* **Given instruction**
Copy out the lines between the one holding "Guideline: if the fire truck mirror" and the one holding "253;96;308;172", inclusive. Replace "fire truck mirror" with "fire engine mirror" and leave everything else untouched.

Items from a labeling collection
+--

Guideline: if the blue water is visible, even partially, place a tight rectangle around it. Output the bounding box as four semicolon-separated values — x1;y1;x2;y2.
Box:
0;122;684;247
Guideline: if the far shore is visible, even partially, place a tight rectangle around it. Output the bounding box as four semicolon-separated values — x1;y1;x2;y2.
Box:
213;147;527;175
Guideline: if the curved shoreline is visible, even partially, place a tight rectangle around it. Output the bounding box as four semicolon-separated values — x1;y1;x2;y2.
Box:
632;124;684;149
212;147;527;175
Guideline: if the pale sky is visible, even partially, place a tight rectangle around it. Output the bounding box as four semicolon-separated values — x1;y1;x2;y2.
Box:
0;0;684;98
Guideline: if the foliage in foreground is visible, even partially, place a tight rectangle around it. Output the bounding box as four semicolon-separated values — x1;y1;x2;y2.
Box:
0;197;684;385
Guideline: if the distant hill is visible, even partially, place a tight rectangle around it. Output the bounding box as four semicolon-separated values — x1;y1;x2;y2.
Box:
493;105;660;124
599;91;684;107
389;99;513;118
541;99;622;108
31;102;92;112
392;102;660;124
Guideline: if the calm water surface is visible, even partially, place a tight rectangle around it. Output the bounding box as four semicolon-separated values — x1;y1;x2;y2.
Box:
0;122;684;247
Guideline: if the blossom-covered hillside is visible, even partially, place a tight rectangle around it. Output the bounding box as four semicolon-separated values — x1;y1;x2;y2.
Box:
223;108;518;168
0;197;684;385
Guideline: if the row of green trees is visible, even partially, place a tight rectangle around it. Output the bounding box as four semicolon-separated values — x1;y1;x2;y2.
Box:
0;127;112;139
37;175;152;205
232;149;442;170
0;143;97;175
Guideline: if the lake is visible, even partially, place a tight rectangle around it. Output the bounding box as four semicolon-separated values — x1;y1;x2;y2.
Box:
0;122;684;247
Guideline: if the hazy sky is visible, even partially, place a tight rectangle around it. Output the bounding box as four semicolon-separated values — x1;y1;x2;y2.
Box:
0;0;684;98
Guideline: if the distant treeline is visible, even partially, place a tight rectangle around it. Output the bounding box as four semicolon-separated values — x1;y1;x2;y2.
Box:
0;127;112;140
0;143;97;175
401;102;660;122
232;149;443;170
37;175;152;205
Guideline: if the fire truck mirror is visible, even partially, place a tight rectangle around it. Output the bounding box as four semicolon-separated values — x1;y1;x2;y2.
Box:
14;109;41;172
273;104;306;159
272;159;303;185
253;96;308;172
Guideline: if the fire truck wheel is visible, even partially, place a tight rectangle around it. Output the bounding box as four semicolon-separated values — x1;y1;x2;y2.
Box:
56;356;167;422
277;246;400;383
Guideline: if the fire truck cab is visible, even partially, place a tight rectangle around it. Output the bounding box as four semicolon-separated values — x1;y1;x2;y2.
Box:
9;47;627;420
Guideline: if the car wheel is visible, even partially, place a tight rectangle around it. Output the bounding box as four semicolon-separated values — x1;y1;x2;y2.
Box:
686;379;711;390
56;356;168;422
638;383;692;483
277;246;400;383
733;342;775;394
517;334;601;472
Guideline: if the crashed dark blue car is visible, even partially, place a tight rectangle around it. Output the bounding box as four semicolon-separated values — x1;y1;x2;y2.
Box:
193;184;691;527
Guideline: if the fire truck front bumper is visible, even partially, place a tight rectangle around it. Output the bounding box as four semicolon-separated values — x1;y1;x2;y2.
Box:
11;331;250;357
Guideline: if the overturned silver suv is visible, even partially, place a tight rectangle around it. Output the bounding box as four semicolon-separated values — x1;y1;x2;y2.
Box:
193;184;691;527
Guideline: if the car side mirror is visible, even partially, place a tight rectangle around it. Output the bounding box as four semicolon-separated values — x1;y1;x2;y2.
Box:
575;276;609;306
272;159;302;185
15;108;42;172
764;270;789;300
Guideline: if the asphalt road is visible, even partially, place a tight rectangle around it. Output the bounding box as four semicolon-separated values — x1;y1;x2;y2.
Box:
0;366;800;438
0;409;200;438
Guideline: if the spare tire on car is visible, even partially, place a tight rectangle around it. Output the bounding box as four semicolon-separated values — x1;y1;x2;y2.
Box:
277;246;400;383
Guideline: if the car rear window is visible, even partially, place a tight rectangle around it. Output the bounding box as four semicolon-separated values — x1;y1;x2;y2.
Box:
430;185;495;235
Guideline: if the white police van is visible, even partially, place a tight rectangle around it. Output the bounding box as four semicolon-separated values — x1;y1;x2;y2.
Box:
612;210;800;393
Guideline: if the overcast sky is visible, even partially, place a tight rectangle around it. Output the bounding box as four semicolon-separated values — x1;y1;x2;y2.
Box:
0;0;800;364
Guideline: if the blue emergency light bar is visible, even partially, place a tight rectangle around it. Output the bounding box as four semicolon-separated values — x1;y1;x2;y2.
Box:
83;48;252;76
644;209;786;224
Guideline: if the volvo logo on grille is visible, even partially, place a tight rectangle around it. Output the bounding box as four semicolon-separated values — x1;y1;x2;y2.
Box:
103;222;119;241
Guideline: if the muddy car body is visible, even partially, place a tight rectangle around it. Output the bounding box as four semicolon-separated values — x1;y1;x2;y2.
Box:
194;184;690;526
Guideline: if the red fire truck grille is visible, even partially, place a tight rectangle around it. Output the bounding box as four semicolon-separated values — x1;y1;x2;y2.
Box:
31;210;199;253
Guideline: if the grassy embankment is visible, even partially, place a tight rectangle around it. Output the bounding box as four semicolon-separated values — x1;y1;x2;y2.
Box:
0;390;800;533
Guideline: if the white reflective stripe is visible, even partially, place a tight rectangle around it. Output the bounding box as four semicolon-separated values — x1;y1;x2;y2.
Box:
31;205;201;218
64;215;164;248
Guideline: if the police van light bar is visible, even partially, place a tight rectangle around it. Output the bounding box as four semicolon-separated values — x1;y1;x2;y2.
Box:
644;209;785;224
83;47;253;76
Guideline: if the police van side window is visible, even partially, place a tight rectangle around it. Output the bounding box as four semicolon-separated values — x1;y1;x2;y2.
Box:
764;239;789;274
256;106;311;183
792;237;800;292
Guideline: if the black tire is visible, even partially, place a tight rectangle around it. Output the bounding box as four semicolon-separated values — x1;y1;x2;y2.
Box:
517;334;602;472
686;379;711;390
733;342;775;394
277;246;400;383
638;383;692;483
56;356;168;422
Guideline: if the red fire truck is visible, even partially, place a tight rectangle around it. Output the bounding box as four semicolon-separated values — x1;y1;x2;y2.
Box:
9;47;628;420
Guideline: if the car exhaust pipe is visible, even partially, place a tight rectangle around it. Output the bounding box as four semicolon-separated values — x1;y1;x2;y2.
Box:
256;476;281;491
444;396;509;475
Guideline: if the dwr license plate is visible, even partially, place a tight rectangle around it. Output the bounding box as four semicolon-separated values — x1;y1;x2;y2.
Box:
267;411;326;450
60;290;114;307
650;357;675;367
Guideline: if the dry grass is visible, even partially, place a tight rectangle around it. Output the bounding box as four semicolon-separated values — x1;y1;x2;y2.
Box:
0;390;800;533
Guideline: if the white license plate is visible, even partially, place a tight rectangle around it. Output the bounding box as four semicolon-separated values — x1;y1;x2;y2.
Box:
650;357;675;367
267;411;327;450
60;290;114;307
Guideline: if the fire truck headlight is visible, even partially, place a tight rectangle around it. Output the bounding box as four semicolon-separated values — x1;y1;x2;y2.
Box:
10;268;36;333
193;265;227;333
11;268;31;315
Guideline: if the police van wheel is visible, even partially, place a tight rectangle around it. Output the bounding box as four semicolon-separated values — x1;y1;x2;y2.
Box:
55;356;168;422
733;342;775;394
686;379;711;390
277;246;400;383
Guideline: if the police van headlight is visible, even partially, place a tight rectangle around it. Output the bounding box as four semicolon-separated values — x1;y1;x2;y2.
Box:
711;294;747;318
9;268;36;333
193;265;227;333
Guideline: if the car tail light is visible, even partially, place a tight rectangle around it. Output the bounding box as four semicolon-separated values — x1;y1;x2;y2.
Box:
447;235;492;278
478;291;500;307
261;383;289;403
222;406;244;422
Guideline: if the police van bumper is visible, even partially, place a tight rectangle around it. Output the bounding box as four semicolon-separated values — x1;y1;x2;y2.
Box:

+--

* **Written solution**
Guideline: if the fire engine mirror is visible, even partially, place a tight rectangle around it. Output the bounding box as four semicolon-separated values — x1;y1;x2;y2.
Box:
14;109;41;172
273;104;306;159
272;159;303;185
253;96;308;172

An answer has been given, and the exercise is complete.